◆ **EXERCISE DIRECTIONS**
Render every line of the entries below as a Markdown table with two columns, Row and Line, numbering the rows in order and omitting blank lines.

◆ ◆ ◆ ◆ ◆ ◆ ◆

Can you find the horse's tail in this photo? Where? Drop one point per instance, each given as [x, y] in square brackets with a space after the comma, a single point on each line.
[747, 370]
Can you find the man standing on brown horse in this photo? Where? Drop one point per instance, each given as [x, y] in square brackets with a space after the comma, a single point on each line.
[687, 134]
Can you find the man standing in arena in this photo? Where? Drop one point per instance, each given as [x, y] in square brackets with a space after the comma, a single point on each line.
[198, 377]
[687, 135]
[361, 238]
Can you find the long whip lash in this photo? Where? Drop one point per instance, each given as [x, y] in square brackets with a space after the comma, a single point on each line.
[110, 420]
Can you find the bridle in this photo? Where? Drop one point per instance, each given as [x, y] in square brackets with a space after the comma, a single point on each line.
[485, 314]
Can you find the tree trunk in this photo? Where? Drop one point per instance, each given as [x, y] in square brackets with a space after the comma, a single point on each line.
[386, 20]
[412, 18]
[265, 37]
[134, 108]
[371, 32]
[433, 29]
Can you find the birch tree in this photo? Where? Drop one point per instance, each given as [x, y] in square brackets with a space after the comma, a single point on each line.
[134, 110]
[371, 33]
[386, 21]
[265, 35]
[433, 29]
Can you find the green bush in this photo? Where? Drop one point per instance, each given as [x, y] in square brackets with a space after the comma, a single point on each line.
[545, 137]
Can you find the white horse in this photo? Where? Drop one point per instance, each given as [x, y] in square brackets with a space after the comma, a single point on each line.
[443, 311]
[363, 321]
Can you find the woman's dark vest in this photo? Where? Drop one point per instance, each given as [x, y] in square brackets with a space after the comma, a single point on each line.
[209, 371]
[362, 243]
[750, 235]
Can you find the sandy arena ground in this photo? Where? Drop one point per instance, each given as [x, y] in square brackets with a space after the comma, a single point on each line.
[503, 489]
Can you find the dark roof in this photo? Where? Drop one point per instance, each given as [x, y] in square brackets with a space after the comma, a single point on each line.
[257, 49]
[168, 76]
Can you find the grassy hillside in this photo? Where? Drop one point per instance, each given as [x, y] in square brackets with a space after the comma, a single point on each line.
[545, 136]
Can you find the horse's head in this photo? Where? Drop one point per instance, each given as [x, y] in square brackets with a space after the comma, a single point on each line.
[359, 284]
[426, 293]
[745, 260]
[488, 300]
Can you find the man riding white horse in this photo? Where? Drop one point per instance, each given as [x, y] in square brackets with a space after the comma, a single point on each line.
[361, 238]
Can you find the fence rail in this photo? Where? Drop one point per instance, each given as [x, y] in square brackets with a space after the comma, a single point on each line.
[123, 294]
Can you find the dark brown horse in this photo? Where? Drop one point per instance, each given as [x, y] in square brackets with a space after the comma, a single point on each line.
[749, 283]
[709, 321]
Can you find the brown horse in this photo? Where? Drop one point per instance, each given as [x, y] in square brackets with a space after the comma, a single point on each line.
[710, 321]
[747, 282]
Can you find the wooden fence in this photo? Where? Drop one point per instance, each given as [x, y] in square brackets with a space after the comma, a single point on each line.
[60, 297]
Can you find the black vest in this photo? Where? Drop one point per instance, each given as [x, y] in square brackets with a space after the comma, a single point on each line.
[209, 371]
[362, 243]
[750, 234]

◆ ◆ ◆ ◆ ◆ ◆ ◆

◆ **COMPLETE RESPONSE**
| Row | Line |
|---|---|
| 1 | Can you find the horse's tail in this photo? Where? Drop one point per instance, each given as [x, y] in square brackets with a space after the comma, a single point on each line. |
| 2 | [747, 370] |
| 3 | Can you find the man standing on brown horse in this photo? Where? Drop one point per instance, each given as [x, y] in square brackets with a space after the comma, a single point on each line. |
| 4 | [687, 134] |
| 5 | Can you find the man standing in arena in this photo? Where? Drop one point per instance, each given as [x, y] in square brackets with a space after the comma, a single point on each line. |
| 6 | [198, 377] |
| 7 | [687, 135] |
| 8 | [361, 238] |
| 9 | Can you find the long whip lash in this photo? Where? Drop one point per instance, each given as [x, y] in square brackets with a space after the comma, a single point on each line. |
| 10 | [110, 420] |
| 11 | Can you find the bridle in this photo? Where? Drop one point per instance, each given as [x, y] in square brackets with a space after the comma, a single point on each line. |
| 12 | [485, 314] |
| 13 | Can you find the tree trunk in this photo? Where? Drop one point per instance, each given as [x, y] in square brackets with a space after the comma, a single point on each line. |
| 14 | [386, 20] |
| 15 | [412, 18] |
| 16 | [265, 37] |
| 17 | [134, 108] |
| 18 | [371, 32] |
| 19 | [433, 29] |
| 20 | Can you find the birch tree in this photo? Where? Drop one point per instance, each given as [x, y] in square brackets with a space after the comma, a single point on each line. |
| 21 | [134, 110] |
| 22 | [371, 33] |
| 23 | [386, 21] |
| 24 | [265, 35] |
| 25 | [433, 29] |
| 26 | Can you find the green bush in this photo? Where? Drop one point per instance, each given as [x, y] in square brackets with a space after the comma, a single point on each line. |
| 27 | [545, 137] |
| 28 | Can you find the white horse in this photo? Where? Drop one point per instance, each given as [x, y] in square brackets with a space after the comma, a single point on each line. |
| 29 | [443, 311] |
| 30 | [363, 321] |
| 31 | Can you find the woman's dark vest in this photo? Where? Drop one point per instance, each given as [x, y] in square brackets with a space after the comma, a single point on each line. |
| 32 | [209, 371] |
| 33 | [362, 243] |
| 34 | [750, 235] |
| 35 | Can you find the sandy arena ground in this photo? Where? Drop one point per instance, each given as [x, y] in square brackets with a space after the comma, a single point on each line. |
| 36 | [503, 489] |
| 37 | Can you find the dark roof in this photo? Where? Drop one point per instance, each given as [x, y] in square brackets with a space after the comma, a single point on each line. |
| 38 | [257, 49] |
| 39 | [168, 76] |
| 40 | Can you find the grassy hillside in this photo? Where? Drop one point per instance, each given as [x, y] in square brackets with a space after the comma, a single point on each line. |
| 41 | [545, 136] |
| 42 | Can you find the horse's head in this photo? Where? Drop one point per instance, each given as [x, y] in square brackets with a space after the comma, a single point on each line. |
| 43 | [359, 284] |
| 44 | [426, 293] |
| 45 | [745, 260] |
| 46 | [488, 300] |
| 47 | Can you find the man riding white horse in this photo? Where? Drop one point per instance, each given as [x, y] in square brackets with a space after the comma, a single point on each line. |
| 48 | [361, 238] |
| 49 | Can you find the fence rail in this photo? Where? Drop one point per instance, each given as [x, y] in square brackets with a space after the comma, a single point on each line. |
| 50 | [123, 294] |
| 51 | Can you find the dark brown horse in this photo? Where? Drop one point per instance, each given as [x, y] in square brackets with a space after the comma, a single point on each line. |
| 52 | [749, 283] |
| 53 | [709, 321] |
| 54 | Can you find the brown horse in this photo? Where? Drop one point per instance, each given as [x, y] in square brackets with a space after the comma, a single point on each line. |
| 55 | [710, 321] |
| 56 | [747, 282] |
| 57 | Can you find the wooden fence in this photo? Where? Drop one point per instance, each given as [x, y] in square brackets with a space after the comma, a single point on each line. |
| 58 | [60, 297] |
| 59 | Can you find the black vest in this photo? Where? Drop one point per instance, each given as [x, y] in square brackets with a space after the comma, a single point on each line. |
| 60 | [209, 371] |
| 61 | [362, 243] |
| 62 | [750, 234] |